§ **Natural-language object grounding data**
[Start of Attachment]

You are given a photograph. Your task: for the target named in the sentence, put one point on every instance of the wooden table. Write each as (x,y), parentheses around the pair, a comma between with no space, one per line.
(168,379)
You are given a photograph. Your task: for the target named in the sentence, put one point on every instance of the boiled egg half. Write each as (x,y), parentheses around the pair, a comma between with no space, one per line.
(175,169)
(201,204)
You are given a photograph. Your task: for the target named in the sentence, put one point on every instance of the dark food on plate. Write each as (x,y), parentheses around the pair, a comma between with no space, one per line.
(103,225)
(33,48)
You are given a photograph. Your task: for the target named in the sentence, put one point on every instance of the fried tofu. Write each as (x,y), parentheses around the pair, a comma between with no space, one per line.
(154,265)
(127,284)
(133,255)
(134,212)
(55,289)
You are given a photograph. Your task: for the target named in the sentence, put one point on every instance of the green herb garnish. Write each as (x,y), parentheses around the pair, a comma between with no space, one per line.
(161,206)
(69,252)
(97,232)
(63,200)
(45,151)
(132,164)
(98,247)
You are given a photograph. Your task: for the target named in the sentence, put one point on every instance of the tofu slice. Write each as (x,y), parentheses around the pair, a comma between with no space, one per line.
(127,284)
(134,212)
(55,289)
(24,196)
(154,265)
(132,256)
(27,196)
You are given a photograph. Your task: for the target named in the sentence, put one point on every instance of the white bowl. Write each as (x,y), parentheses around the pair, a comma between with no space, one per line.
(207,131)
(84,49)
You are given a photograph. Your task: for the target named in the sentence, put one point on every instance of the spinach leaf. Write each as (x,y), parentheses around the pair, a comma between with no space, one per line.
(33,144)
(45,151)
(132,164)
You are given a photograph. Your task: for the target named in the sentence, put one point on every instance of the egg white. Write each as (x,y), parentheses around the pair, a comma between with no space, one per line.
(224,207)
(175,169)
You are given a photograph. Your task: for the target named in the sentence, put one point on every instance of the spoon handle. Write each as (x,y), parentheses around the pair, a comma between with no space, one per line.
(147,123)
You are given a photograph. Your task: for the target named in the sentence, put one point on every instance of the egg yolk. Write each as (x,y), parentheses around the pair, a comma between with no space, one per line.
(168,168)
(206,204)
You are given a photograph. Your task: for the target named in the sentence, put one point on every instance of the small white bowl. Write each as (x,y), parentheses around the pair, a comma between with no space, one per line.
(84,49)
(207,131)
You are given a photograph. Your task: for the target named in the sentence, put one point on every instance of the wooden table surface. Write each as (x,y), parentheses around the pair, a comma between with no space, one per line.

[End of Attachment]

Without leaving anything out, repeat the data exactly.

You are given a photograph. Your task: for the target named in the sentence, put one point on every instance of the wooden table. Write each as (x,y), parentheses around the pair, a comma between with no space, one per line.
(168,379)
You are given a photograph. Your task: for the target named in the sentence, put one point on every instance of the boiled egg half. Write each as (x,y), parentheses around the pair, a comma between with no space, one per line.
(175,169)
(201,204)
You are given a photograph. Your task: for the target named in the sentence, put one point on every instance of the dark food on plate. Write each as (x,y), parentheses around the pair, a comma between with no space, one per line.
(103,225)
(33,48)
You are given a photograph. Your task: for the target named in the sentence, put one point on every instance of the fried tofu. Write each as (x,y), parentheses around the pair, a comma between with no space, one per line.
(154,265)
(127,284)
(133,255)
(134,212)
(55,289)
You are given a photograph. Your task: for the target named in the sentence, put one point on every instance of the green herb garnish. Write each as (x,y), parentheses around the pair, a comma between with no space, one per line.
(161,206)
(69,252)
(97,232)
(63,200)
(45,151)
(132,164)
(98,247)
You are given a photograph. Your task: for the target named in the sentence, put one point on every instance of the tofu slice. Write each as (x,y), parentheses around the pair, a comma between with no space, one per line.
(127,284)
(134,212)
(55,289)
(24,196)
(154,265)
(132,256)
(27,196)
You are given a photograph. Your task: for the target named in the sentence, put one point on every instance of the white bowl. Write each as (x,y), parentheses around the pair, a comma between with no space, one per line.
(207,131)
(84,49)
You are given a photograph. Your task: for the target named in the sentence, put one point on every instance of the spinach leaf. Write each as (x,y), parentheses around the pair, a comma between with no space, one per line.
(33,144)
(45,151)
(132,164)
You are given a photograph. Your task: for the target named in the sentence, put one point on every instance of the egg white. Write each as (x,y), parentheses around the pair, a comma between with no space, one per line.
(224,207)
(175,169)
You are given a photograph. Your task: for the target named in the sentence, put one point on every instance of the spoon handle. Write each as (x,y), parentheses around the pair, a comma between with no space, one per line.
(147,123)
You are given a photograph. Your task: for the target named in the sentence, put one point on every instance of the egg yolk. Write each as (x,y), parentheses around the pair, a comma between with no space, one per line.
(168,168)
(206,204)
You are given a photograph. Your task: for the target named in the sentence, put one point on every instance of the small white bowl. Write each as (x,y), parentheses around the pair, a comma between with no space, one per line.
(84,49)
(207,131)
You are given a photograph. Your task: for the target named in the sentence, put one point on every instance of the wooden table surface. Write each as (x,y), parentheses around the pair, a comma between with no space, one per line.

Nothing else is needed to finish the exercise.